**EXERCISE PROMPT:** Write out every record in full, exactly as written, please.

**ENTRIES PROVIDED:**
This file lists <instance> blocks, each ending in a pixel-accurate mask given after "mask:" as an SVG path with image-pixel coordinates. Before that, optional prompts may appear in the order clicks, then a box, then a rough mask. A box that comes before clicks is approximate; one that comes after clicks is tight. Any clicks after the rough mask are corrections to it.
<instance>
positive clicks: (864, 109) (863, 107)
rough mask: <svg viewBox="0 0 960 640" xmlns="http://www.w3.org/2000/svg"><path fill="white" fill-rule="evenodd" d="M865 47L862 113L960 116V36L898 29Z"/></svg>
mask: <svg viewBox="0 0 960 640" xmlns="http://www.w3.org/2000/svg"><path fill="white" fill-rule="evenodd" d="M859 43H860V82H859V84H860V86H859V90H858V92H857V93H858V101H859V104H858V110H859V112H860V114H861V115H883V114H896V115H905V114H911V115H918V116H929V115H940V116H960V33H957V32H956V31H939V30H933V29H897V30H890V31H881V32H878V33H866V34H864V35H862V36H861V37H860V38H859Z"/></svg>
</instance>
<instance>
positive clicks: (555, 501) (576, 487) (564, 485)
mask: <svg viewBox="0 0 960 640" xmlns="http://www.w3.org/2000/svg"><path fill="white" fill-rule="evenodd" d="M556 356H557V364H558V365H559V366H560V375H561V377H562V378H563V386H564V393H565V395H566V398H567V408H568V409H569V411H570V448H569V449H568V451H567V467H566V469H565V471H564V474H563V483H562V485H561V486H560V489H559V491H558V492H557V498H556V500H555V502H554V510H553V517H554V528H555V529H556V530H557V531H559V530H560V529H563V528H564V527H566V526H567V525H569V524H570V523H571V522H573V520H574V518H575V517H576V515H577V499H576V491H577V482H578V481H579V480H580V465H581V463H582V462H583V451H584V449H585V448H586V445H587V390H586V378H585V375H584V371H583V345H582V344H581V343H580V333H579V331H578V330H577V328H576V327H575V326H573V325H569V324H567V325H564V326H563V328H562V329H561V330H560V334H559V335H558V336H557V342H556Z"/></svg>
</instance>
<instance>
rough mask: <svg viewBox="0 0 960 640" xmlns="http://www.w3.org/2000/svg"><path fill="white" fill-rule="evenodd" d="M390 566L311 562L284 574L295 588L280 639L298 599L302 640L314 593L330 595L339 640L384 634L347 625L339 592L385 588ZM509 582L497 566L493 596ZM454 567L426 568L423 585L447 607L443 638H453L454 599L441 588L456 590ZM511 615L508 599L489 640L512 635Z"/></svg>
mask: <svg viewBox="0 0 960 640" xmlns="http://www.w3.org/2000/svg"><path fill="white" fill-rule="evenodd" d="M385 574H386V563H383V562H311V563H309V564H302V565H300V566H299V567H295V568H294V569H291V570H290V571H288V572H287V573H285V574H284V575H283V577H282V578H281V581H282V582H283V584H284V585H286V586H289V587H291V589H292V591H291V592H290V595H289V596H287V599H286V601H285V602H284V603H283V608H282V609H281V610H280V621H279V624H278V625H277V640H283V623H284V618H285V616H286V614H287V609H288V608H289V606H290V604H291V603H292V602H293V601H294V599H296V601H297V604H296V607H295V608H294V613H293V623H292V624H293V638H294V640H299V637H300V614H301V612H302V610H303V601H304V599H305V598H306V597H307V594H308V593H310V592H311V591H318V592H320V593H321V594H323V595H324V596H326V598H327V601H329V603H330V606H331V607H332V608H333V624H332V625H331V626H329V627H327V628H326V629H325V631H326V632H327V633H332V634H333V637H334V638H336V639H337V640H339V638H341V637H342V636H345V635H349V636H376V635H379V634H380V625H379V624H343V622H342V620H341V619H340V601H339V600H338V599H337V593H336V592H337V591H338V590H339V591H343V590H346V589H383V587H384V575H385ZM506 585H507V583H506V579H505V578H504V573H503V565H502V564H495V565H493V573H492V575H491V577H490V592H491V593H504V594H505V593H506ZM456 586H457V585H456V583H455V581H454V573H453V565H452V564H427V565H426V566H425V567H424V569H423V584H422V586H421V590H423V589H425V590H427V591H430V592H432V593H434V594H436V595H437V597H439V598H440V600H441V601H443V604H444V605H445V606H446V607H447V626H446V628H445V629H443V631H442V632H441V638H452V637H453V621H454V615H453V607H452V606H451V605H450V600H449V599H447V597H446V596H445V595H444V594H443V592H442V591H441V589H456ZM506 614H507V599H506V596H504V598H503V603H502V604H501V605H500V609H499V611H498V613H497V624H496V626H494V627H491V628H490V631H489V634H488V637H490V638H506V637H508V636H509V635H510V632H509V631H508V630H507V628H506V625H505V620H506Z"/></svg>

**YOUR RESPONSE:**
This file lists <instance> blocks, each ending in a pixel-accurate mask given after "mask:" as an SVG path with image-pixel coordinates. Before that, optional prompts may appear in the order clicks, then a box, then a rough mask. A box that comes before clicks is approximate; one that comes after clicks is tight. Any clicks after the rough mask are corrections to it.
<instance>
positive clicks: (864, 109) (863, 107)
rough mask: <svg viewBox="0 0 960 640" xmlns="http://www.w3.org/2000/svg"><path fill="white" fill-rule="evenodd" d="M865 47L862 113L960 116V36L898 29Z"/></svg>
mask: <svg viewBox="0 0 960 640" xmlns="http://www.w3.org/2000/svg"><path fill="white" fill-rule="evenodd" d="M859 43H860V82H859V84H860V86H859V90H858V92H857V93H858V101H859V104H858V110H859V112H860V114H861V115H883V114H896V115H905V114H911V115H918V116H929V115H940V116H960V33H957V32H956V31H939V30H933V29H897V30H890V31H881V32H878V33H866V34H864V35H862V36H861V37H860V38H859Z"/></svg>
</instance>
<instance>
positive clicks: (555, 501) (576, 487) (564, 485)
mask: <svg viewBox="0 0 960 640" xmlns="http://www.w3.org/2000/svg"><path fill="white" fill-rule="evenodd" d="M556 356H557V364H558V365H559V366H560V375H561V377H562V378H563V386H564V393H565V395H566V398H567V408H568V409H569V411H570V448H569V449H568V451H567V467H566V469H565V471H564V474H563V483H562V485H561V486H560V489H559V491H558V492H557V498H556V500H555V502H554V510H553V517H554V528H555V529H556V530H557V531H559V530H560V529H563V528H564V527H566V526H567V525H569V524H570V523H571V522H573V520H574V518H575V517H576V515H577V499H576V491H577V482H578V481H579V480H580V465H581V463H582V462H583V451H584V449H585V448H586V445H587V390H586V378H585V375H584V371H583V345H582V344H581V343H580V333H579V331H578V330H577V328H576V327H575V326H573V325H569V324H567V325H564V326H563V328H562V329H561V330H560V334H559V335H558V336H557V342H556Z"/></svg>
</instance>
<instance>
rough mask: <svg viewBox="0 0 960 640" xmlns="http://www.w3.org/2000/svg"><path fill="white" fill-rule="evenodd" d="M390 566L311 562L284 574L295 588L280 639L298 599L302 640L314 593L330 595L339 640L384 634L347 625L339 592L385 588ZM509 582L497 566L493 596ZM454 567L426 568L423 585L447 607L443 638H453L454 599L441 588L456 590ZM511 615L508 599L489 640L512 635Z"/></svg>
mask: <svg viewBox="0 0 960 640" xmlns="http://www.w3.org/2000/svg"><path fill="white" fill-rule="evenodd" d="M385 574H386V563H383V562H311V563H309V564H302V565H300V566H299V567H295V568H294V569H291V570H290V571H288V572H287V573H285V574H284V575H283V577H282V578H281V581H282V582H283V584H284V585H286V586H289V587H291V589H292V591H291V592H290V595H289V596H287V599H286V601H285V602H284V603H283V608H282V609H281V610H280V621H279V624H278V625H277V640H283V623H284V618H285V616H286V614H287V609H288V608H289V606H290V604H291V603H292V602H293V601H294V599H296V601H297V604H296V607H295V608H294V613H293V623H292V624H293V638H294V640H299V637H300V614H301V612H302V610H303V601H304V599H305V598H306V597H307V594H308V593H310V592H311V591H318V592H320V593H321V594H323V595H324V596H326V598H327V601H329V603H330V606H331V607H332V608H333V624H332V625H331V626H329V627H327V628H326V629H325V631H326V632H327V633H332V634H333V637H334V638H336V639H337V640H339V638H341V637H342V636H345V635H349V636H376V635H379V634H380V625H379V624H343V622H342V620H341V619H340V601H339V600H338V599H337V593H336V592H337V591H338V590H339V591H343V590H346V589H383V587H384V575H385ZM506 585H507V583H506V579H505V578H504V573H503V565H502V564H495V565H493V573H492V575H491V577H490V592H491V593H504V594H505V593H506ZM456 586H457V585H456V583H455V581H454V573H453V565H452V564H427V565H426V566H425V567H424V569H423V584H422V586H421V590H423V589H425V590H427V591H430V592H432V593H434V594H436V595H437V597H439V598H440V600H441V601H443V604H444V605H445V606H446V607H447V626H446V628H445V629H443V631H442V632H441V638H452V637H453V621H454V615H453V607H452V606H451V605H450V600H449V599H447V597H446V596H445V595H444V594H443V592H442V591H441V589H456ZM506 614H507V599H506V596H504V598H503V603H502V604H501V605H500V609H499V611H498V613H497V624H496V626H494V627H491V628H490V631H489V634H488V637H490V638H506V637H508V636H509V635H510V632H509V631H508V630H507V628H506V625H505V620H506Z"/></svg>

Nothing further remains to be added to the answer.